# PROMPT
From the line that contains "Can you find the tree branch" down to the last line of the data below, transcribe every line exactly.

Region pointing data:
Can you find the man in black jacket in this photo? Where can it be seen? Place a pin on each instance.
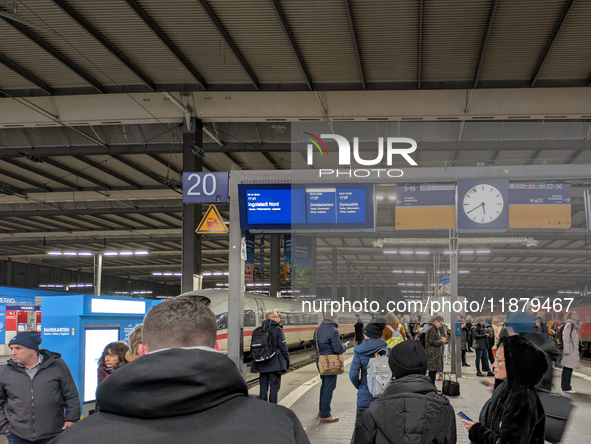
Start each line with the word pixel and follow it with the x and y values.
pixel 36 387
pixel 328 342
pixel 272 369
pixel 181 390
pixel 410 409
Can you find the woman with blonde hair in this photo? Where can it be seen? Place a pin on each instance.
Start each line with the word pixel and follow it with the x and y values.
pixel 393 327
pixel 497 327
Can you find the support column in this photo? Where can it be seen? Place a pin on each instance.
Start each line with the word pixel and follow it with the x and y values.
pixel 192 213
pixel 333 288
pixel 456 352
pixel 274 265
pixel 98 273
pixel 313 278
pixel 236 284
pixel 349 281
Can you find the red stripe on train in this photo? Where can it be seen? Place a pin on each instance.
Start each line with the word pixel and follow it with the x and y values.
pixel 285 330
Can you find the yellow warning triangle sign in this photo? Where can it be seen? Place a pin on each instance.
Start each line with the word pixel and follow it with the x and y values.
pixel 212 222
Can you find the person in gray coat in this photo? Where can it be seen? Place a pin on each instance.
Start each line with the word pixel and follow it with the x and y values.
pixel 38 395
pixel 570 351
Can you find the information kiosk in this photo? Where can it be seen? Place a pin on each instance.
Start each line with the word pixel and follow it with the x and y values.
pixel 79 328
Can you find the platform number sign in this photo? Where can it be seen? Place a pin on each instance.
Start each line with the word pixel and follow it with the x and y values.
pixel 205 187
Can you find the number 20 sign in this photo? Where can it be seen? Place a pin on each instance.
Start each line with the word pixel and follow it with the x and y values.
pixel 205 187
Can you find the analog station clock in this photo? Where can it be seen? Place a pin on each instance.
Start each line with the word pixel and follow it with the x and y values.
pixel 483 205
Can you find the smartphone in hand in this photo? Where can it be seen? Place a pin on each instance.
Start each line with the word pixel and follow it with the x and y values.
pixel 464 416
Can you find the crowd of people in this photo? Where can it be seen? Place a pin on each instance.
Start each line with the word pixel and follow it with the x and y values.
pixel 173 384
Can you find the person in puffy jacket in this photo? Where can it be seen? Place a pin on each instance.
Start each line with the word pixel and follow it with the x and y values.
pixel 271 370
pixel 514 413
pixel 410 410
pixel 328 342
pixel 372 345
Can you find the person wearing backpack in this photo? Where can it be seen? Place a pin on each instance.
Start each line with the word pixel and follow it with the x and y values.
pixel 394 332
pixel 370 348
pixel 434 346
pixel 270 356
pixel 410 409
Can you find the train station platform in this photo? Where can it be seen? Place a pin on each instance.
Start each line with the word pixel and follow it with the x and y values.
pixel 300 392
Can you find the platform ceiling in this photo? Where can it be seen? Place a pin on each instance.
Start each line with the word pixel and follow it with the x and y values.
pixel 92 187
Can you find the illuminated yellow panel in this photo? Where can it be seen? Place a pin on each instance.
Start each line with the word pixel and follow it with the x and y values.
pixel 425 218
pixel 539 216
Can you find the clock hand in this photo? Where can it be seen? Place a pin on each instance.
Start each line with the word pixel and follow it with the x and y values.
pixel 475 208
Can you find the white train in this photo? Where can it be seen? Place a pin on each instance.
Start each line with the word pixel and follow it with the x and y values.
pixel 298 326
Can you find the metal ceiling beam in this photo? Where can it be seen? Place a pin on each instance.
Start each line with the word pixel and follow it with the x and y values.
pixel 77 17
pixel 270 158
pixel 167 42
pixel 44 174
pixel 491 19
pixel 26 74
pixel 76 173
pixel 170 183
pixel 218 25
pixel 355 41
pixel 92 211
pixel 552 40
pixel 420 55
pixel 55 53
pixel 292 42
pixel 104 169
pixel 25 180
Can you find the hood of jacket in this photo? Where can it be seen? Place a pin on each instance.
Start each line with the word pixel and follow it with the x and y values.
pixel 171 382
pixel 525 362
pixel 371 346
pixel 48 358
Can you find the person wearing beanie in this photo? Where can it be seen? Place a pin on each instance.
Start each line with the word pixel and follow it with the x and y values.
pixel 514 413
pixel 370 347
pixel 42 376
pixel 410 409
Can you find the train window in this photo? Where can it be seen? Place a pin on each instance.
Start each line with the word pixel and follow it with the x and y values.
pixel 221 321
pixel 249 318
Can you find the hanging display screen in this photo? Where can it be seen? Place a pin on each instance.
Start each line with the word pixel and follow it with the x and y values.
pixel 307 207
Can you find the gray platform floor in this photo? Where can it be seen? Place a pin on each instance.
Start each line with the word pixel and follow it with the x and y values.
pixel 472 398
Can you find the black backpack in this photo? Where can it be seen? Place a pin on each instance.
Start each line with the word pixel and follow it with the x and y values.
pixel 262 344
pixel 558 338
pixel 422 339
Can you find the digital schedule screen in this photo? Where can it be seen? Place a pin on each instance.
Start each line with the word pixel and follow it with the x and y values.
pixel 307 207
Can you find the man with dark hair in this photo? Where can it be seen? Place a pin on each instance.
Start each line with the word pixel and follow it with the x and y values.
pixel 181 389
pixel 38 395
pixel 410 409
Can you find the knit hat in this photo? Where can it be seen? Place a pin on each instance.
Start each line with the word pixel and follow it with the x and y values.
pixel 408 358
pixel 374 329
pixel 521 322
pixel 29 339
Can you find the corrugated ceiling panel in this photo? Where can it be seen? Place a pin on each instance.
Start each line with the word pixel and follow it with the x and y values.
pixel 11 80
pixel 520 33
pixel 31 57
pixel 187 25
pixel 123 28
pixel 387 32
pixel 257 32
pixel 453 31
pixel 570 57
pixel 76 44
pixel 321 31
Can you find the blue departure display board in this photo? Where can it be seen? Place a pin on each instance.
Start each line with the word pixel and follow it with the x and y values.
pixel 307 207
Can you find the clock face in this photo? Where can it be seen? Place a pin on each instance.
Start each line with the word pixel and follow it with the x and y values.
pixel 483 203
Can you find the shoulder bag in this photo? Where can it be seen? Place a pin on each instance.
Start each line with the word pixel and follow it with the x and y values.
pixel 329 365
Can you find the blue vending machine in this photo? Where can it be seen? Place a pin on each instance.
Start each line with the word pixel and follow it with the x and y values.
pixel 79 327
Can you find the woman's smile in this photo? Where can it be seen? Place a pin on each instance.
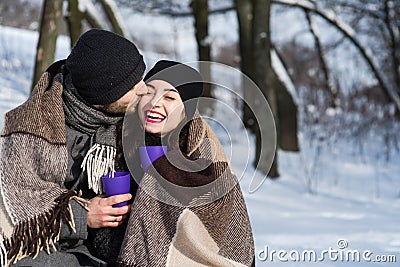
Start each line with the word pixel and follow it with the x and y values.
pixel 152 116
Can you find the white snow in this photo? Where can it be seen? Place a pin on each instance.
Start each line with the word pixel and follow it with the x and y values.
pixel 335 191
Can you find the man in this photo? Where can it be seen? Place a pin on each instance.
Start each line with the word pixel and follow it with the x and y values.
pixel 60 142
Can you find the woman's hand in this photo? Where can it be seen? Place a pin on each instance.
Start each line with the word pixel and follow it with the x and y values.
pixel 102 214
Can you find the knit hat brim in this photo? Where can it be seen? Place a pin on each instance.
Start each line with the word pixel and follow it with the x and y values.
pixel 104 66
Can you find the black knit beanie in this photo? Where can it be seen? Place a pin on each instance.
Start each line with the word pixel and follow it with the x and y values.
pixel 104 66
pixel 185 79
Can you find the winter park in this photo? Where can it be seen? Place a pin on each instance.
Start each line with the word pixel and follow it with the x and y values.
pixel 310 129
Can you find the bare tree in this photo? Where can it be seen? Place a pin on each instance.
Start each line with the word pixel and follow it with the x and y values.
pixel 200 14
pixel 49 26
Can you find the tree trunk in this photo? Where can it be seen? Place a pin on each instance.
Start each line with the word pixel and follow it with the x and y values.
pixel 287 117
pixel 244 15
pixel 264 77
pixel 49 26
pixel 74 21
pixel 200 13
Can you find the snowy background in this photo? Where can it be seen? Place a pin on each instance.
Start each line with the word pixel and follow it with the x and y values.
pixel 336 188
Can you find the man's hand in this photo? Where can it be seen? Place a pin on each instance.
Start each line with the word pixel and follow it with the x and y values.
pixel 102 214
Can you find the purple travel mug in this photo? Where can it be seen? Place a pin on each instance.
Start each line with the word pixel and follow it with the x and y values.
pixel 117 185
pixel 148 154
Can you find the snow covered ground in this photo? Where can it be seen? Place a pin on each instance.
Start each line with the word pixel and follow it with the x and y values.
pixel 339 200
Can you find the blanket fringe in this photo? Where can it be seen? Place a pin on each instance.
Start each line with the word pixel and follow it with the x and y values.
pixel 40 233
pixel 3 252
pixel 98 161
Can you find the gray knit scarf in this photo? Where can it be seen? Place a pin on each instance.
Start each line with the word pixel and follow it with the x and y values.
pixel 102 130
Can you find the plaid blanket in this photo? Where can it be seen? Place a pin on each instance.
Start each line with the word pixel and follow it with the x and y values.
pixel 189 210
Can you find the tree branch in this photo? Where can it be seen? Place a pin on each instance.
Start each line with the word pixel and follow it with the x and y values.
pixel 389 92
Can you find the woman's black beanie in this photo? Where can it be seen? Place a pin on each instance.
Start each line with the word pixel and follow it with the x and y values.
pixel 185 79
pixel 104 66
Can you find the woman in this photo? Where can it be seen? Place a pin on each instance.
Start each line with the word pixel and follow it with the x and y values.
pixel 189 210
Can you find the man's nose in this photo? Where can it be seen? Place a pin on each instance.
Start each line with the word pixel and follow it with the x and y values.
pixel 141 88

# ANSWER SECTION
Can you find the tree branch in this photo? Where can it be seen? Place a pin on each instance.
Start each line with the word pixel and follow it with the x and y values.
pixel 389 92
Can you find the woman's black beanie in this photo? Where can it be seen? Place a pin on each instance.
Start each line with the word pixel and follow it with the x and y values.
pixel 185 79
pixel 104 66
Can you find the woman in this photo? Where can it be seen? Place a pin on each instance.
Start each line with the word pixel and follow it with the x and y values.
pixel 189 210
Can you find the man's nose in this photo? Where can it be seen? Place a pin on each instance.
Start each line with the word pixel and follow it with the x and y values.
pixel 141 88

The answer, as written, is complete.